- [Detalhes do exercício] Reescreva o trecho do texto sobre Alex que começa nas palavras "Em meio ao calor" e termina depois de "levaram a Santiago.", substituindo "calçada" por "escada".

- [Texto do exercício]

Em meio ao calor do verão chileno, com sensação térmica beirando os 40 graus, Alex se viu sentado na calçada, chorando ao mesmo tempo que comia um burrito horrível e lembrava dos desastres daquele dia. Começou com um primeiro dia de aula no doutorado, em que ficou perdido no idioma, e terminou com ele ficando trancado para fora de casa, sem conseguir abrir a porta com a chave que tinha. Enquanto vivia a cena dramática, se perguntando o que estava fazendo ali, longe de casa, tentava se consolar recordando as escolhas que o levaram a Santiago.
Para entender o momento de Alex Moreira, de 33 anos, é preciso voltar ao começo dos anos 2000. O então adolescente paulista de origem humilde não tinha perspectivas de entrar no Ensino Superior logo depois de terminar o Ensino Médio. Ninguém da família tinha feito faculdade e o mais provável era seguir a trajetória de sair da escola, trabalhar para ajudar em casa e, talvez, juntar dinheiro para estudar no futuro. Apesar do rendimento escolar acima da média, a baixa auto estima não o deixava associar as boas notas à sua capacidade, por isso nem considerou prestar vestibular em universidades públicas na época.
— Em São Paulo temos USP, Unifesp, Unesp, o celeiro da educação superior. De maneira geral, você tem muita oportunidade, mas eu nunca pensei em fazer Fuvest. Hoje, quando eu olho para trás, eu acho que eu teria chances de passar, mas era o tipo de sonho que se você fosse mais pobre você não sonhava.
A mudança de cenário ocorreu com o incentivo de uma professora. “Tem uma prova que se chama Enem, você deveria fazer porque eu acho que é uma prova que você vai super bem”. Com essas palavras a educadora apresentou o Exame Nacional do Ensino Médio (Enem) para o estudante. A professora fez a inscrição e Alex foi fazer a prova. O resultado veio um tempo depois pelos Correios, uma carta com gráficos que mostravam suas notas bem acima da média dos demais estudantes brasileiros. Ali, pela primeira vez na vida, se deu conta de que era inteligente.
Naquele ano de 2004, a prova passou a ser uma porta de entrada para instituições privadas, com bolsas de estudo do Programa Universidade para Todos (Prouni). Quando entrou na página do programa começou a entender que poderia ter uma bolsa para estudar em uma faculdade. Enquanto fuçava o site, tentava aliar qual universidade e curso escolher, até que veio a decisão: Pedagogia na Universidade Cruzeiro do Sul. Hoje, ele acredita que a escolha, de certa forma inconsciente na época, se deu pela importância de duas professoras em sua vida.

- [Conteúdo dos registros]
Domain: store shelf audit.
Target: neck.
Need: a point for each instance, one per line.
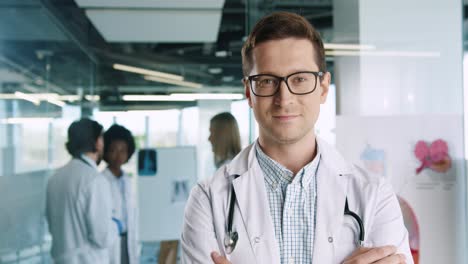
(292, 155)
(116, 171)
(92, 155)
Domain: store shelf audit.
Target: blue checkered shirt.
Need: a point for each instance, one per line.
(292, 200)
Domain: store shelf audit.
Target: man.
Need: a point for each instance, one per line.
(119, 147)
(78, 204)
(290, 190)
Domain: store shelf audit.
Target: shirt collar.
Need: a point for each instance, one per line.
(276, 174)
(88, 161)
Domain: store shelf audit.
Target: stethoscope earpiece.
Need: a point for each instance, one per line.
(230, 241)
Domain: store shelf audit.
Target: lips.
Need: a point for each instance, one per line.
(285, 117)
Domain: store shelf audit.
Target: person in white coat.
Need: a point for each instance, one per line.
(283, 199)
(78, 202)
(224, 138)
(119, 146)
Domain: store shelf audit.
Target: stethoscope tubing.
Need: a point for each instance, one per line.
(358, 220)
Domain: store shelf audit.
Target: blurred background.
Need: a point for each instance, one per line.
(164, 68)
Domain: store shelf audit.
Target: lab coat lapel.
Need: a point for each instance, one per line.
(254, 210)
(332, 185)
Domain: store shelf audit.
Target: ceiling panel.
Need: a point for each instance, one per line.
(187, 4)
(160, 26)
(28, 24)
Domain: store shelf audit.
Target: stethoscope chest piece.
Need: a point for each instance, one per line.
(230, 241)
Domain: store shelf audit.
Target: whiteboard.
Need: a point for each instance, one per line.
(162, 198)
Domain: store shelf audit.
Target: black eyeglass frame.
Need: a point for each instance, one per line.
(285, 79)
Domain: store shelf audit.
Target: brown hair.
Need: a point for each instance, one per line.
(281, 25)
(226, 137)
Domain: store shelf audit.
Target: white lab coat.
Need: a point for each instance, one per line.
(132, 217)
(79, 214)
(372, 198)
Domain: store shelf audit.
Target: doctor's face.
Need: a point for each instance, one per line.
(286, 118)
(117, 153)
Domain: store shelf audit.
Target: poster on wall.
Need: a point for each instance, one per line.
(422, 156)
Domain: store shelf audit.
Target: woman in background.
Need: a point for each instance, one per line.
(224, 138)
(119, 146)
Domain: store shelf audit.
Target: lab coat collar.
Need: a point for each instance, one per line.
(332, 183)
(332, 159)
(88, 161)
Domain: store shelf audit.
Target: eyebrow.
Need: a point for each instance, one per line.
(294, 71)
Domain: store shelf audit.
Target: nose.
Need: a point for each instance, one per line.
(283, 96)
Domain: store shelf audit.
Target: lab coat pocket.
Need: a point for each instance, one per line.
(345, 241)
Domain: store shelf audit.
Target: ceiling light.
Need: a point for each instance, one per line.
(227, 78)
(183, 97)
(215, 70)
(23, 120)
(384, 53)
(343, 46)
(209, 96)
(152, 98)
(27, 97)
(221, 53)
(56, 102)
(143, 71)
(175, 82)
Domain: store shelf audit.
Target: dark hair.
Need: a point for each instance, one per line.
(281, 25)
(117, 132)
(82, 136)
(226, 137)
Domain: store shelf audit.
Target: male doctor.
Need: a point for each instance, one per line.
(78, 203)
(291, 187)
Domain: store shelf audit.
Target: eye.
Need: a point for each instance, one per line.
(299, 79)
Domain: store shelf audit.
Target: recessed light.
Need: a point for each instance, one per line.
(215, 70)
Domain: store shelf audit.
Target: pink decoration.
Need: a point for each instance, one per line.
(435, 156)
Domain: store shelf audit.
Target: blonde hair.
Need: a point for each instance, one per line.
(226, 137)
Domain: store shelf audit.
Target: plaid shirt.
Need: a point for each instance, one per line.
(292, 200)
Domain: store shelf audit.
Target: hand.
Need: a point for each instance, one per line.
(386, 254)
(218, 259)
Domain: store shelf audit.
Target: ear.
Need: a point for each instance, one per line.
(246, 83)
(324, 85)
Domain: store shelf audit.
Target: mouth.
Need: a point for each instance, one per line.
(285, 117)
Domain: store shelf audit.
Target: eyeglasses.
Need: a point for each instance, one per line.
(298, 83)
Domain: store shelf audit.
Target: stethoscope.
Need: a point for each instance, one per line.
(358, 220)
(231, 238)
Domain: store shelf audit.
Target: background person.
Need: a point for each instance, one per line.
(224, 138)
(119, 146)
(78, 202)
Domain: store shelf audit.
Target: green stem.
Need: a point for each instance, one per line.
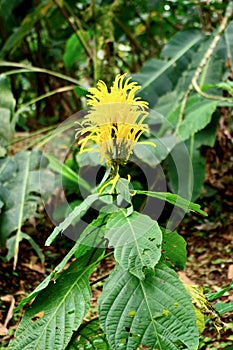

- [Exercício concluído]
Em meio ao calor do verão chileno, com sensação térmica beirando os 40 graus, Alex se viu sentado na escada, chorando ao mesmo tempo que comia um burrito horrível e lembrava dos desastres daquele dia. Começou com um primeiro dia de aula no doutorado, em que ficou perdido no idioma, e terminou com ele ficando trancado para fora de casa, sem conseguir abrir a porta com a chave que tinha. Enquanto vivia a cena dramática, se perguntando o que estava fazendo ali, longe de casa, tentava se consolar recordando as escolhas que o levaram a Santiago.